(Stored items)
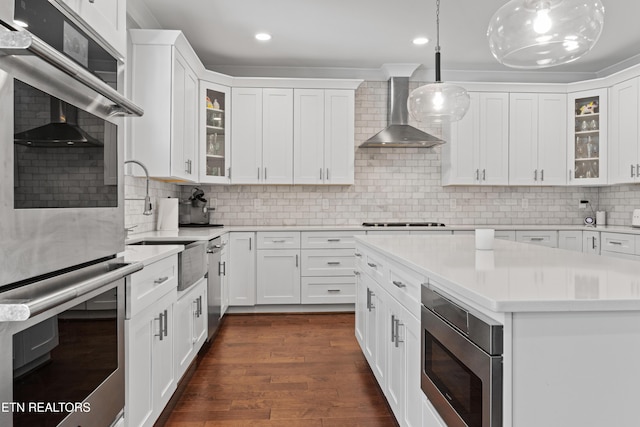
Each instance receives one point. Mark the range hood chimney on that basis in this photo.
(398, 133)
(62, 131)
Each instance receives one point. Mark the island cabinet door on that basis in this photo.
(375, 329)
(403, 376)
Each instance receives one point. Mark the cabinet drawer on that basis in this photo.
(405, 285)
(543, 237)
(618, 243)
(505, 235)
(328, 290)
(326, 262)
(149, 284)
(278, 240)
(329, 239)
(375, 265)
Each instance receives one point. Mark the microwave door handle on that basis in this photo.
(25, 43)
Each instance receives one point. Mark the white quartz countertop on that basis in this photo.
(148, 254)
(516, 277)
(205, 233)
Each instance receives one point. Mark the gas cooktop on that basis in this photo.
(402, 224)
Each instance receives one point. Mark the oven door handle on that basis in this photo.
(25, 43)
(29, 300)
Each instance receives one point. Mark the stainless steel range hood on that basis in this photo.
(398, 133)
(62, 131)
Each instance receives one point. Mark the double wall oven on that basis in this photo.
(461, 372)
(61, 219)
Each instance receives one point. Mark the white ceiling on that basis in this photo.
(349, 36)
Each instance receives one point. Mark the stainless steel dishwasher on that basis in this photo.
(214, 291)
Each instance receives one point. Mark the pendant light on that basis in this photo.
(438, 102)
(532, 34)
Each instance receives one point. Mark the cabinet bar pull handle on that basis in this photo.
(399, 284)
(393, 327)
(166, 323)
(159, 334)
(398, 340)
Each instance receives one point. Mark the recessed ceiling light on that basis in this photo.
(263, 37)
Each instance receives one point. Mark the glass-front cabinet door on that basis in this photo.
(588, 137)
(214, 133)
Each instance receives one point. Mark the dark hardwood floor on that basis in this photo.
(283, 370)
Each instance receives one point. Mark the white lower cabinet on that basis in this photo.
(190, 325)
(538, 237)
(242, 269)
(278, 276)
(570, 240)
(389, 335)
(150, 371)
(403, 376)
(620, 245)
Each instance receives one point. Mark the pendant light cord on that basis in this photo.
(437, 41)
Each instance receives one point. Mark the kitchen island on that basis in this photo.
(571, 321)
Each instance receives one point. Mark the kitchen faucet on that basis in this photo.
(147, 200)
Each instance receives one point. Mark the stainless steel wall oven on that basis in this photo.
(61, 219)
(461, 356)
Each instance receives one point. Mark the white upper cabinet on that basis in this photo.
(323, 130)
(624, 146)
(537, 139)
(478, 150)
(587, 155)
(215, 142)
(262, 129)
(166, 87)
(105, 20)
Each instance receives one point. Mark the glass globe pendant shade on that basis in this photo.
(533, 34)
(438, 103)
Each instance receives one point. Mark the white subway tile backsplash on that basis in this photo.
(394, 184)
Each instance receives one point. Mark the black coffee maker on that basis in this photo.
(195, 209)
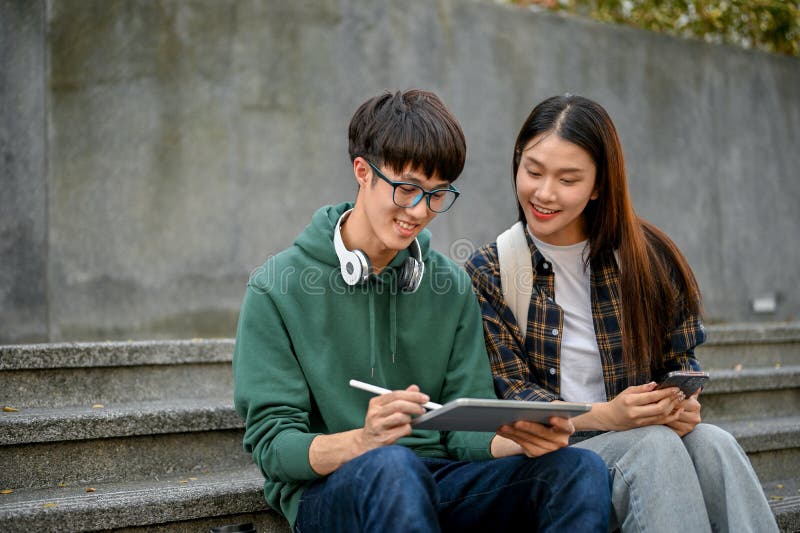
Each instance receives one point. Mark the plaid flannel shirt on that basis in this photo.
(531, 371)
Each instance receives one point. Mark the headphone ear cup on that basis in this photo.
(355, 267)
(410, 275)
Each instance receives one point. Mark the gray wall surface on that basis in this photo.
(155, 152)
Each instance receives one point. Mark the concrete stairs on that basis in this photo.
(128, 436)
(754, 393)
(135, 436)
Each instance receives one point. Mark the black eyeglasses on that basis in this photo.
(406, 194)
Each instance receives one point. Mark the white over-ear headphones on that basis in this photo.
(356, 268)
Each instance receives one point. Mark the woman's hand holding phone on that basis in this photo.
(689, 416)
(637, 406)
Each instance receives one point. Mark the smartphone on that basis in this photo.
(689, 381)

PROBLEM TO SOLVE: Convert every line of the records above into a Markdown table with the columns "Row" and "Text," numbering each line and omitting blank lines. Leave the pictures out of the table.

RESULT FOR THIS TASK:
| Row | Text |
|---|---|
| 1 | Each instance receives one point. Mark the range hood chimney on that basis in this photo. |
| 2 | (398, 133) |
| 3 | (62, 131) |
| 4 | Each instance receives one point. Mark the island cabinet door on that basis in this photo. |
| 5 | (375, 329) |
| 6 | (403, 376) |
| 7 | Each instance receives one point. Mark the cabinet drawer on that basis in this photo. |
| 8 | (405, 285) |
| 9 | (543, 237) |
| 10 | (618, 243) |
| 11 | (505, 235) |
| 12 | (328, 290) |
| 13 | (326, 262) |
| 14 | (149, 284) |
| 15 | (278, 240) |
| 16 | (329, 239) |
| 17 | (375, 265) |
| 18 | Each instance receives one point. Mark the microwave door handle on that basis in this photo. |
| 19 | (25, 43) |
| 20 | Each instance receives one point. Mark the white quartz countertop on that basis in this photo. |
| 21 | (148, 254) |
| 22 | (516, 277) |
| 23 | (205, 233) |
| 24 | Each instance receives one point. Mark the gas cooktop on that basis in this photo. |
| 25 | (402, 224) |
| 26 | Each instance receives one point. Mark the oven door handle on that basis in this photo. |
| 27 | (25, 43) |
| 28 | (29, 300) |
| 29 | Each instance receives one point. Mark the stainless steel range hood on that basis in this photo. |
| 30 | (398, 133) |
| 31 | (62, 131) |
| 32 | Each instance receives one point. Mark the double wall oven on that basis in this photo. |
| 33 | (461, 372) |
| 34 | (61, 219) |
| 35 | Each instance receives one point. Mark the white ceiling on that basis in this photo. |
| 36 | (349, 36) |
| 37 | Each instance receives one point. Mark the stainless steel dishwasher on that basis in this photo. |
| 38 | (214, 291) |
| 39 | Each instance receives one point. Mark the pendant light on that basis in this photo. |
| 40 | (438, 102) |
| 41 | (532, 34) |
| 42 | Each instance receives one point. Mark the cabinet bar pull handle on that basis in this photo. |
| 43 | (399, 284) |
| 44 | (393, 327) |
| 45 | (166, 323) |
| 46 | (159, 334) |
| 47 | (398, 340) |
| 48 | Each instance receives one point. Mark the recessed ceiling light on that basis in this photo. |
| 49 | (263, 37) |
| 50 | Each instance receives one point. Mark the glass-front cabinet door on that basis in this photo. |
| 51 | (588, 137) |
| 52 | (214, 133) |
| 53 | Each instance receives one point. Mark the dark hardwood floor on that basis in this photo. |
| 54 | (283, 370) |
| 55 | Each instance receives one point. Mark the white lower cabinet on that basis in this photo. |
| 56 | (190, 325) |
| 57 | (538, 237) |
| 58 | (242, 269) |
| 59 | (278, 276) |
| 60 | (570, 240) |
| 61 | (389, 335) |
| 62 | (150, 371) |
| 63 | (403, 376) |
| 64 | (620, 245) |
| 65 | Each instance receives one point. Mark the pendant light cord on that basis in this photo. |
| 66 | (437, 41) |
| 67 | Each instance receives one point. Mark the kitchen island on that basis in this photo. |
| 68 | (571, 321) |
| 69 | Each instance receives one point. Mark the kitchen faucet on that basis in this photo. |
| 70 | (147, 200) |
| 71 | Each instance receives one point. Mark the stainless steel wall oven on that basis in this photo. |
| 72 | (61, 219) |
| 73 | (461, 356) |
| 74 | Each instance receives one point. Mark the white upper cabinet on that basis in this photo. |
| 75 | (323, 130) |
| 76 | (624, 146) |
| 77 | (537, 139) |
| 78 | (478, 150) |
| 79 | (587, 155) |
| 80 | (215, 142) |
| 81 | (262, 129) |
| 82 | (166, 87) |
| 83 | (105, 20) |
| 84 | Each instance receives one point. Mark the glass globe pendant shade on that basis in this photo. |
| 85 | (533, 34) |
| 86 | (438, 103) |
| 87 | Each instance receives one point. Mark the white subway tile backsplash on that basis in this photo. |
| 88 | (394, 184) |
| 89 | Each instance receives one point. Mark the black coffee maker on that basis in this photo. |
| 90 | (195, 209) |
| 91 | Each instance receives one point. Mark the plaid flannel shirt on that basis in this photo. |
| 92 | (531, 371) |
| 93 | Each instance receives one point. Mark the headphone ear cup on that basis in this photo. |
| 94 | (355, 267) |
| 95 | (410, 275) |
| 96 | Each instance receives one point. Mark the gray wall surface on that basis in this photo. |
| 97 | (155, 152) |
| 98 | Each instance receives one point. Mark the concrete stairs on that basis in this photo. |
| 99 | (128, 436) |
| 100 | (754, 393) |
| 101 | (135, 436) |
| 102 | Each instance receives one point. Mark the black eyeglasses on that basis in this photo. |
| 103 | (406, 194) |
| 104 | Each instance receives one point. Mark the white over-ear headphones on that basis in this photo. |
| 105 | (356, 268) |
| 106 | Each instance receives one point. Mark the woman's hand holding phone on that basis in this photo. |
| 107 | (689, 416) |
| 108 | (637, 406) |
| 109 | Each instance receives one point. Mark the smartphone on that basis in this photo. |
| 110 | (689, 381) |